* Reading passage
* begin *

Four short stories and what I learnt writing them (31 May., 2018, at Interconnected)

I’ve been enjoying the stories over on Upsideclown so it’s great to get a peak inside Matt’s writing brain here.

I also happen to really, really like his four stories:

  1. Moving House
  2. The search for another intelligence
  3. The Ursa Major Moving Group
  4. Volume Five

I wouldn’t say I’m great at writing fiction. I find it tough. It is the easiest thing in the world for me to pick holes in what I’ve written. So instead, as an exercise—and as some personal positive reinforcement—I want to remind myself what I learnt writing each one, and also what I like.

Monday, December 4th, 2017

The search for another intelligence (Upsideclown)

A wonderful short story from Matt. I can see this one staying with me.

Saturday, October 21st, 2017

Salvage (Upsideclown)

A tale of the Fermi paradox featuring data preservation via tardigrade as a means of transmitting information beyond the great filter.

Tuesday, September 26th, 2017

No Planes Go (Upsideclown)

A near-future tale of post-Brexit Kafkaesque isolationism in the skies.

It turned out that taking back control also meant creating an aerial deadzone. Nothing can fly in here without a Library of Alexandria’s worth of paperwork, and nothing can fly out without the same.

* end *

* Tasks to complete
- 1) In the blog post, rewrite the paragraph beginning "I wouldn't say I'm great at writing fiction" more briefly, keeping its main facts.
- 2) Return the rows verbatim from the line containing "to the green" through the end of the rows.

* Task material
* begin *

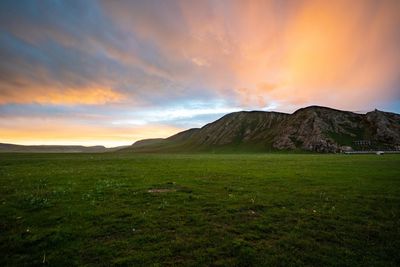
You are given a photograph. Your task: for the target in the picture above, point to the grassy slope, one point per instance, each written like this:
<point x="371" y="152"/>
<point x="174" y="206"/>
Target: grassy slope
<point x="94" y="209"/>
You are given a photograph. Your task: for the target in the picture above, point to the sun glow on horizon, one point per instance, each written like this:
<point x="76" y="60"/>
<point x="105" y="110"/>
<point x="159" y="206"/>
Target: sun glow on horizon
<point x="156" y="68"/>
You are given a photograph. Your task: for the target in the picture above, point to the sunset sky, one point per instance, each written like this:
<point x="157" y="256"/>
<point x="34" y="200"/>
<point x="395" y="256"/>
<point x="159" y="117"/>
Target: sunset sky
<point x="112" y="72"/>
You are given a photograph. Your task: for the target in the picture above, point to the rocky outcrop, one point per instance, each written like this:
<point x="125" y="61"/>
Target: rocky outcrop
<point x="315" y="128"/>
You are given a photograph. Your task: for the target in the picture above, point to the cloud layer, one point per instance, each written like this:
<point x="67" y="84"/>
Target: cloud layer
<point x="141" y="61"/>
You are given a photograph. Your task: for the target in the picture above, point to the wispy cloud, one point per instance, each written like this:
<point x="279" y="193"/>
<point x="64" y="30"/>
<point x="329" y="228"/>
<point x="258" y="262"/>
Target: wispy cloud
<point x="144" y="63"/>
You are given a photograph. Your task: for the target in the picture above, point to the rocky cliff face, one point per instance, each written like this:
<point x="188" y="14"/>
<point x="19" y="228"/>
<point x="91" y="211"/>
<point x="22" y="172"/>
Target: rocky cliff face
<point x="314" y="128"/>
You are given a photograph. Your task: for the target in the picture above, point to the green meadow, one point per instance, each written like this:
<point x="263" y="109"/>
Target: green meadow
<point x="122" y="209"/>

* end *

* Exercise answers
- 1) The writer doesn't feel great at writing fiction, finds it tough, and easily picks holes in their own work. So, as an exercise and as positive reinforcement, they want to recall what they learnt writing each story and what they like about it.

- 2)
You are given a photograph. Your task: for the target in the picture above, point to the green meadow, one point per instance, each written like this:
<point x="263" y="109"/>
Target: green meadow
<point x="122" y="209"/>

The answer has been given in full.